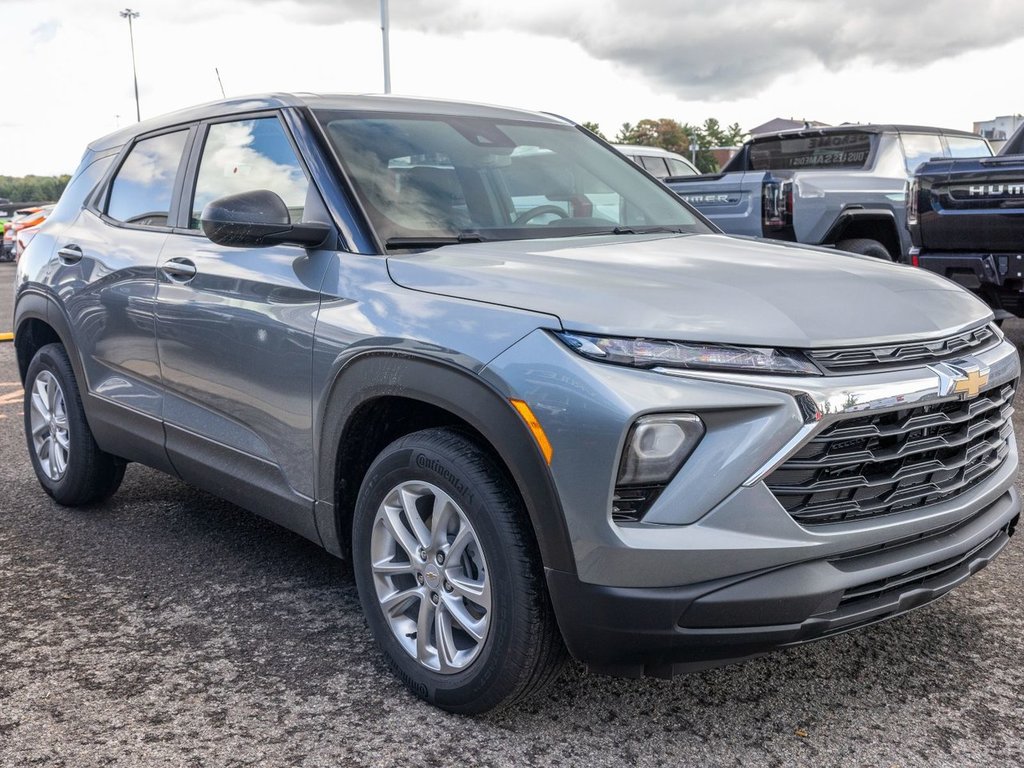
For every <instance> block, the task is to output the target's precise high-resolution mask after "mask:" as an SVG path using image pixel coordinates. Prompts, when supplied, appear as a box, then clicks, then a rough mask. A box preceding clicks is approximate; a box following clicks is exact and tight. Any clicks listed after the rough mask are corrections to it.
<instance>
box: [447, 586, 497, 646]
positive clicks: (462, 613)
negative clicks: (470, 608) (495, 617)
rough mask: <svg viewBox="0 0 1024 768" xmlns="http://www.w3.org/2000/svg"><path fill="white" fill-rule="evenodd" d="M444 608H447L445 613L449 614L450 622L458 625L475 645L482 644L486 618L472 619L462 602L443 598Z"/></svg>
mask: <svg viewBox="0 0 1024 768" xmlns="http://www.w3.org/2000/svg"><path fill="white" fill-rule="evenodd" d="M444 607H445V608H447V612H449V613H450V614H451V616H452V620H453V621H454V622H455V623H456V624H458V625H459V626H460V627H461V628H462V629H463V631H464V632H465V633H466V634H467V635H469V636H470V637H471V638H473V640H474V641H476V642H477V643H481V642H483V638H484V633H485V632H486V629H487V621H486V616H482V617H480V618H474V617H473V616H472V615H471V614H470V612H469V611H468V610H466V606H465V605H464V604H463V602H462V600H460V599H458V598H456V599H453V598H451V597H447V596H445V598H444Z"/></svg>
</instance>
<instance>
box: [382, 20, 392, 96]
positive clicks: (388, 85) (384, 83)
mask: <svg viewBox="0 0 1024 768" xmlns="http://www.w3.org/2000/svg"><path fill="white" fill-rule="evenodd" d="M390 26H391V23H390V19H389V18H388V13H387V0H381V36H382V37H383V39H384V92H385V93H390V92H391V46H390V43H389V42H388V32H389V30H388V28H389V27H390Z"/></svg>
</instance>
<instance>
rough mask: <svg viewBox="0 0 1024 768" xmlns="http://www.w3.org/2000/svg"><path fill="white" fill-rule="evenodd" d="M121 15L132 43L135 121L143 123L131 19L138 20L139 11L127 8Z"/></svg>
mask: <svg viewBox="0 0 1024 768" xmlns="http://www.w3.org/2000/svg"><path fill="white" fill-rule="evenodd" d="M119 12H120V13H121V17H122V18H127V19H128V39H129V40H130V41H131V76H132V78H133V79H134V81H135V121H136V122H139V123H141V122H142V113H141V112H139V109H138V73H137V72H136V71H135V33H134V32H133V31H132V28H131V19H133V18H138V15H139V14H138V11H137V10H132V9H131V8H125V9H124V10H122V11H119Z"/></svg>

PROBLEM REQUIREMENTS ▸ Up to and including the line containing "negative clicks: (470, 608) (495, 617)", quote each line of the entries above from the very first, please, exactly and without images.

SOLUTION TO THIS TASK ▸
For every <instance> block, the task is to output the target's precise high-resolution mask after "mask:" as an SVG path using image pixel coordinates. Prompts, when supplied, appear as a box, then clicks, then a rough mask. A box preceding clicks is approximate; a box following clicks is exact and tight. Any clicks listed after the rough mask are corrections to it.
<instance>
box: [447, 586, 497, 646]
positive clicks: (462, 613)
negative clicks: (470, 608) (495, 617)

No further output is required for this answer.